| EXERCISE AIM |
Please write out the entire post below on emoji as court evidence, without changing a word.

| DOCUMENT SEGMENT |
An anonymous reader shares a report: Bay Area prosecutors were trying to prove that a man arrested during a prostitution sting was guilty of pimping charges, and among the evidence was a series of Instagram DMs (direct messages) he'd allegedly sent to a woman. One read: "Teamwork make the dream work" with high heels and money bag emoji placed at the end. Prosecutors said the message implied a working relationship between the two of them. The defendant said it could mean he was trying to strike up a romantic relationship. Who was right?

Emoji are showing up as evidence in court more frequently with each passing year. Between 2004 and 2019, there was an exponential rise in emoji and emoticon references in US court opinions, with over 30 percent of all cases appearing in 2018, according to Santa Clara University law professor Eric Goldman, who has been tracking all of the references to "emoji" and "emoticon" that show up in US court opinions. So far, the emoji and emoticons have rarely been important enough to sway the direction of a case, but as they become more common, the ambiguity in how emoji are displayed and what we interpret emoji to mean could become a larger issue for courts to contend with.

57 of 118 comments (clear)

  1. Plural Form by Kunedog · · Score: 2

    Whoa, whoa, stop right there. Is "emoji" also the plural of "emoji"?

    1. Re:Plural Form by ELCouz · · Score: 1

      Emojis also accepted as plurial form.

    2. Re:Plural Form by pezezin · · Score: 1

      It's a Japanese word, and Japanese doesn't have grammatical number, so... maybe.

    3. Re:Plural Form by mrbester · · Score: 2

      It's the Spinal Tap version of more plural, specifically 1 pluraller (in lowercase Roman numerals).

      --
      "Wait. Something's happening. It's opening up! My God, it's full of apricots!"

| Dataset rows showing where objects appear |
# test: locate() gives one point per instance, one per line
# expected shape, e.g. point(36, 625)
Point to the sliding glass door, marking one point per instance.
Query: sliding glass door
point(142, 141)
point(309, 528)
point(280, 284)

| OUTPUT FOR THIS TASK |
An anonymous reader shares a report: Bay Area prosecutors were trying to prove that a man arrested during a prostitution sting was guilty of pimping charges, and among the evidence was a series of Instagram DMs (direct messages) he'd allegedly sent to a woman. One read: "Teamwork make the dream work" with high heels and money bag emoji placed at the end. Prosecutors said the message implied a working relationship between the two of them. The defendant said it could mean he was trying to strike up a romantic relationship. Who was right?

Emoji are showing up as evidence in court more frequently with each passing year. Between 2004 and 2019, there was an exponential rise in emoji and emoticon references in US court opinions, with over 30 percent of all cases appearing in 2018, according to Santa Clara University law professor Eric Goldman, who has been tracking all of the references to "emoji" and "emoticon" that show up in US court opinions. So far, the emoji and emoticons have rarely been important enough to sway the direction of a case, but as they become more common, the ambiguity in how emoji are displayed and what we interpret emoji to mean could become a larger issue for courts to contend with.

57 of 118 comments (clear)

  1. Plural Form by Kunedog · · Score: 2

    Whoa, whoa, stop right there. Is "emoji" also the plural of "emoji"?

    1. Re:Plural Form by ELCouz · · Score: 1

      Emojis also accepted as plurial form.

    2. Re:Plural Form by pezezin · · Score: 1

      It's a Japanese word, and Japanese doesn't have grammatical number, so... maybe.

    3. Re:Plural Form by mrbester · · Score: 2

      It's the Spinal Tap version of more plural, specifically 1 pluraller (in lowercase Roman numerals).

      --
      "Wait. Something's happening. It's opening up! My God, it's full of apricots!"